== SELECTED TEXT ==

Shopping will become entertainment. Come out of your brick and mortar store into Social 2.0. It’s not about the followers, it’s about the engaged community. Engage, entertain and connect with your customers!
Damon Routzhan, Founder and CEO of Concrete Candles
Geofencing is one good tactic to use. This can help them by creating a wall around their customers when they are in close proximity to their store or the neighbourhood the company wants to target. At that moment they can then target ads at customers. So, if your store has some good offers going on, this will help to attract customers and make them want to jump onto the bandwagon. Stores can generate quite a lot of in-store traffic through this tactic.
If you want to work on improving your revenue streams for 2021, then better start working on your SEO to enhance the local search. Nearby search has become quite a norm. For any store to be a part of this “usual” needs to develop their backlinks and improve the keyword research, so that every time a user searches for your niche “near them”, you show up in their search results; that too on Google’s first results page.
Joan Insel, Vice President at CallisonRTKL
Know your brand. Live your brand. Be your brand. Consumers today are not just shopping for products—shoes, luggage, skincare—but they want to know how the brands they buy are advocating for the greater good in their communities.
Know your customer.
Be data driven, of course. Review your analytics from point of sale, foot traffic, social media, etc. But don’t forget the human element, the insights you can learn directly from your customers—and your staff.
Joanne Heyob, SVP of Operations Strategy & Design at WD Partners
They should be making investments in their supply chain, especially with the launch of 5G technology. This is a much more streamlined and accurate way to have visibility of where inventory is located.
Understanding how you can improve your logistics and get a product where it needs to be is more critical than ever. If you can’t find a product or ship it fast enough, consumers have learned to look elsewhere because of the pandemic. Investing in supply chain technology and predictive analytics will go a long way in helping brick and mortar stores stay stocked with inventory for consumers. Another thing they should be doing right now is looking at where they can collaborate with other local independent retailers in neighborhoods they are not in. Planning for pop-up shops with a local vibe will attract new customers and may bring other customers back who have abandoned shopping malls altogether.

===

TASKS TO COMPLETE
1. In the text on brick and mortar retail, which tactic creates a wall around customers when they are close to a store?
2. Translate this sentence from the text on brick and mortar retail into Spanish: "Planning for pop-up shops with a local vibe will attract new customers and may bring other customers back who have abandoned shopping malls altogether."
3. Proceed with the text on brick and mortar retail, picking up after its final sentence.

== MATERIAL PROVIDED ==

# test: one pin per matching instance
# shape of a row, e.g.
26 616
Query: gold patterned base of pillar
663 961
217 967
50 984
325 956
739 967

===
== MATERIAL PROVIDED ==

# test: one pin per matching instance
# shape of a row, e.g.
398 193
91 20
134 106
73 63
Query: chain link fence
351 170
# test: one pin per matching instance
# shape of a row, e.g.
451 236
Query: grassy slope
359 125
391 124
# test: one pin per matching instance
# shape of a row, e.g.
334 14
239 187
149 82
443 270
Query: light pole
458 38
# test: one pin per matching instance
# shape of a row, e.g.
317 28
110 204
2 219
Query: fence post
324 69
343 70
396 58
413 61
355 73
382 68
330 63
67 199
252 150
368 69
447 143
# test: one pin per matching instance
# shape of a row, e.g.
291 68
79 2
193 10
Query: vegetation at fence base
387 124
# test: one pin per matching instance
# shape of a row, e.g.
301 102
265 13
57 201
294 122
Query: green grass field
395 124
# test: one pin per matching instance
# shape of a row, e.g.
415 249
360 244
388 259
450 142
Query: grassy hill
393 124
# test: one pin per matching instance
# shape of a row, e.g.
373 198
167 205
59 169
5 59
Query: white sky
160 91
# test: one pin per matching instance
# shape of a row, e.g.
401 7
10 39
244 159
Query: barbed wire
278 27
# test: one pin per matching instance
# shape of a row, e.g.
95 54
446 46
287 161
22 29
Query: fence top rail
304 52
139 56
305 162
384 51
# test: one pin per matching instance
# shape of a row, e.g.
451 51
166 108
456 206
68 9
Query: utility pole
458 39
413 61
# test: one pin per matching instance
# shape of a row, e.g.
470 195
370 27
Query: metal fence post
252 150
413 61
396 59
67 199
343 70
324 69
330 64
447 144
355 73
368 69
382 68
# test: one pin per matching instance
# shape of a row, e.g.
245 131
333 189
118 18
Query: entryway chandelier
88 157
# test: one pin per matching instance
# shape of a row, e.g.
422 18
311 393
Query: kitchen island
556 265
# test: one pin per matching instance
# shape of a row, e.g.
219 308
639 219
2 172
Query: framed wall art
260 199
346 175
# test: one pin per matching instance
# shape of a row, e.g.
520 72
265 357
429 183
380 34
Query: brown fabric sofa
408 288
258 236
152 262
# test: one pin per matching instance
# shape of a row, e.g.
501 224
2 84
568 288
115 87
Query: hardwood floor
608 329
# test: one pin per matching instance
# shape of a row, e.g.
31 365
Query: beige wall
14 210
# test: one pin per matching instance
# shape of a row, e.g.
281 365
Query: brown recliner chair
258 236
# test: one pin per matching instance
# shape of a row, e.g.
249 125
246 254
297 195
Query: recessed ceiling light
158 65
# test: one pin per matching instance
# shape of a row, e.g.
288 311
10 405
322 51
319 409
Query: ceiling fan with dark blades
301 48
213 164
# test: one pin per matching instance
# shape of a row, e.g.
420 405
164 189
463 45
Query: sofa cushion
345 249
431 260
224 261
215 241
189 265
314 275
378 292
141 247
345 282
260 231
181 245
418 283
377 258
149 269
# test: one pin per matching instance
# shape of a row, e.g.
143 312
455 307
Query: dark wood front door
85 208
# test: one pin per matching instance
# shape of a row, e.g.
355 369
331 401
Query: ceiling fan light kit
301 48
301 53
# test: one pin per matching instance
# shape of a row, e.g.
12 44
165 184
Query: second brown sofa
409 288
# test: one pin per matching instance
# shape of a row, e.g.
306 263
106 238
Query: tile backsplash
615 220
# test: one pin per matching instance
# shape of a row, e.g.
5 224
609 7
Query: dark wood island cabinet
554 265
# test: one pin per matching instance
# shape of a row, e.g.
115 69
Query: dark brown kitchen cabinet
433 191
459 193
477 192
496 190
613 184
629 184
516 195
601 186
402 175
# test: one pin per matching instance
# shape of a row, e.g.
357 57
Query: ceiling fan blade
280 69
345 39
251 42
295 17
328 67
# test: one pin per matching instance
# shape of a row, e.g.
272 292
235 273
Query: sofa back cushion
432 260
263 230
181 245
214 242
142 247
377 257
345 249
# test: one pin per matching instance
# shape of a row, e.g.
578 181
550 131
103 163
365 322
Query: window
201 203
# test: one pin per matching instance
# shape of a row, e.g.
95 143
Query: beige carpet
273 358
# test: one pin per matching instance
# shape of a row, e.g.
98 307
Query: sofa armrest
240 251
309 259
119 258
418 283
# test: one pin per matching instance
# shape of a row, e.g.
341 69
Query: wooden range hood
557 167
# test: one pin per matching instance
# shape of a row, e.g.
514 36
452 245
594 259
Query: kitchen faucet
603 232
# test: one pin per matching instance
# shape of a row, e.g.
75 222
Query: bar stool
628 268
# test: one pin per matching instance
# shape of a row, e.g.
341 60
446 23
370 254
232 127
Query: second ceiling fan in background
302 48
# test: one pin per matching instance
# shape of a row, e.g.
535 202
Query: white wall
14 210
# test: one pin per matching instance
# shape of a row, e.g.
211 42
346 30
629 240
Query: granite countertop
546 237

===
== MATERIAL PROVIDED ==

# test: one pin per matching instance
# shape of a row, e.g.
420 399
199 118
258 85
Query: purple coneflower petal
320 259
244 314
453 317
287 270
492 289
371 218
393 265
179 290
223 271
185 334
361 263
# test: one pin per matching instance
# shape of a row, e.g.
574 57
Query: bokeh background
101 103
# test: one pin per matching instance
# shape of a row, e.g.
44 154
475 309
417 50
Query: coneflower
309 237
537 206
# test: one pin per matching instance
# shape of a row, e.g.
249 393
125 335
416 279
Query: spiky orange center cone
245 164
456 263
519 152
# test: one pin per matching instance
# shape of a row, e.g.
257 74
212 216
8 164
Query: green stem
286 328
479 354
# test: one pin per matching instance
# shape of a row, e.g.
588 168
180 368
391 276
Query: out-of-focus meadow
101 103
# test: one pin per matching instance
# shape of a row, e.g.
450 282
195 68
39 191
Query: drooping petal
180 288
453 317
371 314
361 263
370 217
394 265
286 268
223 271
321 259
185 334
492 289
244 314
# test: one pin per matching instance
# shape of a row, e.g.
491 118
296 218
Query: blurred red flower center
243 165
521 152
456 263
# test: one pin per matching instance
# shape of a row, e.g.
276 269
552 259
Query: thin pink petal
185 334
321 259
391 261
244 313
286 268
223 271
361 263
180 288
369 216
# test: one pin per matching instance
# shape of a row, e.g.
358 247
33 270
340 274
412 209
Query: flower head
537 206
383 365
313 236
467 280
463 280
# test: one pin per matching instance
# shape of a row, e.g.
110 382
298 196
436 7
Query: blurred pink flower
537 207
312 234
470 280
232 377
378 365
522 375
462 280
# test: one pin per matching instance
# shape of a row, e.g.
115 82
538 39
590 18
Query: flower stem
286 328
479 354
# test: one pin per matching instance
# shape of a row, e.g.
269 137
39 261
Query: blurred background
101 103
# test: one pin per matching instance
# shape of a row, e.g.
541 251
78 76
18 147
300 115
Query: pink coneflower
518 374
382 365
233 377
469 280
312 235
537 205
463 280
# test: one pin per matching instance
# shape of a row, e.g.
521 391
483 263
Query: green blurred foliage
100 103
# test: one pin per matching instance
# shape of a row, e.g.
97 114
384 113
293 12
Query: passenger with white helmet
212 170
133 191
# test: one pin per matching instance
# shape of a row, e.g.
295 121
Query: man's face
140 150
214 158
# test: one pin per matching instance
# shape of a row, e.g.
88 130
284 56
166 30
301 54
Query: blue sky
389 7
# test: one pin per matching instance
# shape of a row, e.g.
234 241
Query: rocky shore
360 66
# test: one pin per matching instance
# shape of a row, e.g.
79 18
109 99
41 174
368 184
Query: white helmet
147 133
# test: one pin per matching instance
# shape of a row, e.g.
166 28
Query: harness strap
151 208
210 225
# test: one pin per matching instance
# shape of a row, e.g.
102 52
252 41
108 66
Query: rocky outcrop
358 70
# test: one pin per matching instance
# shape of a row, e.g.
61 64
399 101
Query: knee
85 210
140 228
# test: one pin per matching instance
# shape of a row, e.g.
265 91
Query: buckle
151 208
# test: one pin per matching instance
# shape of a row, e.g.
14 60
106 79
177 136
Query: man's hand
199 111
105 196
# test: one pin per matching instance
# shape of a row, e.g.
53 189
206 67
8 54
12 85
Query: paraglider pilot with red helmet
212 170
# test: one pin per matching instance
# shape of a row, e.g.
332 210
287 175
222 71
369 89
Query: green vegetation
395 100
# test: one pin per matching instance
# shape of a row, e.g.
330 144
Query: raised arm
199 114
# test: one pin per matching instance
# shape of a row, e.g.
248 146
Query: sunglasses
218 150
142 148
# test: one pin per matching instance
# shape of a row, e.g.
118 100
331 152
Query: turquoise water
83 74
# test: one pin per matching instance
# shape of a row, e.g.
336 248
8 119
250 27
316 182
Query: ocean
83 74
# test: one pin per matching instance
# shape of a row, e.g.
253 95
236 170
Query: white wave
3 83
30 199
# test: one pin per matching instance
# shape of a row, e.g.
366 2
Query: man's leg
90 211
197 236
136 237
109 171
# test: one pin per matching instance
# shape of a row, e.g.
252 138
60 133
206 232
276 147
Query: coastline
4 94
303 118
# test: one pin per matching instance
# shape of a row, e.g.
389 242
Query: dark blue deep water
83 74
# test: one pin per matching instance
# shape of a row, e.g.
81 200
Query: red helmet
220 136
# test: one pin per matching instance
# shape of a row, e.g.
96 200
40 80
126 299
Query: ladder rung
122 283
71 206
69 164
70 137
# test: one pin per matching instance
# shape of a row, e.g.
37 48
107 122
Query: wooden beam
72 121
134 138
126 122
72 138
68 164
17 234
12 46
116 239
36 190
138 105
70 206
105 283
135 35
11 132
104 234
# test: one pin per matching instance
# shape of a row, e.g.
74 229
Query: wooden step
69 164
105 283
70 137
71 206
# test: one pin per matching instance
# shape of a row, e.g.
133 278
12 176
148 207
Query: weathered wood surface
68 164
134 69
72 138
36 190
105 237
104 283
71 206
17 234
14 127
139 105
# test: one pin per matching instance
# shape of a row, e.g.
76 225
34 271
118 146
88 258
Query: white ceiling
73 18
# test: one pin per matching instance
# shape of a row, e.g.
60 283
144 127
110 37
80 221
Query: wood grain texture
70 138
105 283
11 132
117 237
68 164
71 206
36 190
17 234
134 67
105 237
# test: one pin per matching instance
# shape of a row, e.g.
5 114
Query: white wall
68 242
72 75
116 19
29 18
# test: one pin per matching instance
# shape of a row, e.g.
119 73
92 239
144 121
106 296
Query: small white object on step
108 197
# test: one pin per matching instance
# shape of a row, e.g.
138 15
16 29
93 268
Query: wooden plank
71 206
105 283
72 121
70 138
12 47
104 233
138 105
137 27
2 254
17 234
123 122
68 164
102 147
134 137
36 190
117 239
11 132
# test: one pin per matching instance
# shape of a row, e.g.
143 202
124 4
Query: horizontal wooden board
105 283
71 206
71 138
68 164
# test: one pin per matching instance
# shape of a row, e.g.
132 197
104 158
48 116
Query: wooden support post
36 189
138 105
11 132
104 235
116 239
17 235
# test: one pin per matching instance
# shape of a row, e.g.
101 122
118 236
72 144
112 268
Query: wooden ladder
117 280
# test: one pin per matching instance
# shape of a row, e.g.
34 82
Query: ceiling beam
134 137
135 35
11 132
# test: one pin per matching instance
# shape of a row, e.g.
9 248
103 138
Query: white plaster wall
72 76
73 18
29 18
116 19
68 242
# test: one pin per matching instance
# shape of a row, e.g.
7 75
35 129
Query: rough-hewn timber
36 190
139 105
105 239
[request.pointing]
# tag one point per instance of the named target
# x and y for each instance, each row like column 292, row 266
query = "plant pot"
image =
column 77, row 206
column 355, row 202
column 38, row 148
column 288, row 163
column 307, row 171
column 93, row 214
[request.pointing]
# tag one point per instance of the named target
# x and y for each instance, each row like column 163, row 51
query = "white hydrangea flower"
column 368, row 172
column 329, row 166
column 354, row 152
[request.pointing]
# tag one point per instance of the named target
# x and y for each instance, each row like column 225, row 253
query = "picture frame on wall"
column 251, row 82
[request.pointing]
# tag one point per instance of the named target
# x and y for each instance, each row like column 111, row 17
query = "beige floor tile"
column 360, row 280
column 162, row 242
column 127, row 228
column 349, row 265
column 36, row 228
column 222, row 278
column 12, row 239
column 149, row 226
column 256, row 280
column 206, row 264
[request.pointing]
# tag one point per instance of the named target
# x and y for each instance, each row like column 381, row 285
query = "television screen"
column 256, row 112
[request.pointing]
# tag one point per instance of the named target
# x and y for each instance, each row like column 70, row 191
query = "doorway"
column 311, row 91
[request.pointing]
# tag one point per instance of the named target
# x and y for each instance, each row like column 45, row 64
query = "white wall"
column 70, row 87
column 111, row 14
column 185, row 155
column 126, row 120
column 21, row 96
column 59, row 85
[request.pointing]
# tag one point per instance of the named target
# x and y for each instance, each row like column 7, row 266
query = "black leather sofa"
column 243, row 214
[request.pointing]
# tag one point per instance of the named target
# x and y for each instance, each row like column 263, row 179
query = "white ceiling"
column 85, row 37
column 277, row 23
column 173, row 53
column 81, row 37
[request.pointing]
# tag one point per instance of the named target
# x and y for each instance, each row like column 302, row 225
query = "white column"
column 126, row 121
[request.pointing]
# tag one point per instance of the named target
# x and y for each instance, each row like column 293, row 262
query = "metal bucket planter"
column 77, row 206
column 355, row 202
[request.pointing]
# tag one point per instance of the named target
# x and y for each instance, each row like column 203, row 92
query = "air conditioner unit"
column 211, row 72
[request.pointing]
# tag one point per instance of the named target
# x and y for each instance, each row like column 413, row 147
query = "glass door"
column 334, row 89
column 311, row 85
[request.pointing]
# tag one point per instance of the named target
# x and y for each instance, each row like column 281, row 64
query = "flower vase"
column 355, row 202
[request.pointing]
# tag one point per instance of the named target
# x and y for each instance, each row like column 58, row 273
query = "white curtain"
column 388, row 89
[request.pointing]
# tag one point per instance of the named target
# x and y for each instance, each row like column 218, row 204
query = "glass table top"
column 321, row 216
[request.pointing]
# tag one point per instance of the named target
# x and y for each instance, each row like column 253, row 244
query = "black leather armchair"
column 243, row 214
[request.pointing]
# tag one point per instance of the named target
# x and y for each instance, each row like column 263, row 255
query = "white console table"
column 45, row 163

===

OUTPUTS IN ORDER
1. Geofencing.

2. Planificar tiendas temporales con un ambiente local atraerá a nuevos clientes y podría hacer volver a otros clientes que han abandonado por completo los centros comerciales.

3.
Werner Jorgensen, Marketing & Sales expert at Tooleto
Make plans for faster delivery.
Gone are the days when customers waited a week for their order to reach. Over the years, the delivery time has paced up. Amazon first launched 2-day delivery with the rise of Amazon prime, then the next day, and finally same-day delivery.
Now, other names are following in the same direction, too, with Walmart giving a 2-hour express delivery option. Same-day delivery will become common and you’ll need to match the market standards. Any customer will choose the store delivering faster.
Debbie Hauss, Executive Director of Content, Retail TouchPoints
All retailers must acknowledge the growing importance of ecommerce and figure out how they can deliver on the promise of seamless experiences across all channels. The further answer to this question, though, depends on the specific retailer.
For example, some larger chains are converting locations into dark stores that can serve as distribution centers. Many businesses already have implemented BOPIS (buy online pick up in-store) and home delivery. Both large and small retailers are looking into new, more agile store formats that can allow for less expensive and time-consuming store openings and brand launches.
Kristen Moore, CMO of inVia Robotics
Retailers should look at the bigger picture in their supply chain in order to identify interdependencies.
It became clear in 2020 that when systems really get pressure tested, an issue in one part of an operation can end up holding the rest of the system hostage.
Planning for disruptions effectively is going to require a holistic view and the ability to dynamically reallocate resources to keep them balanced.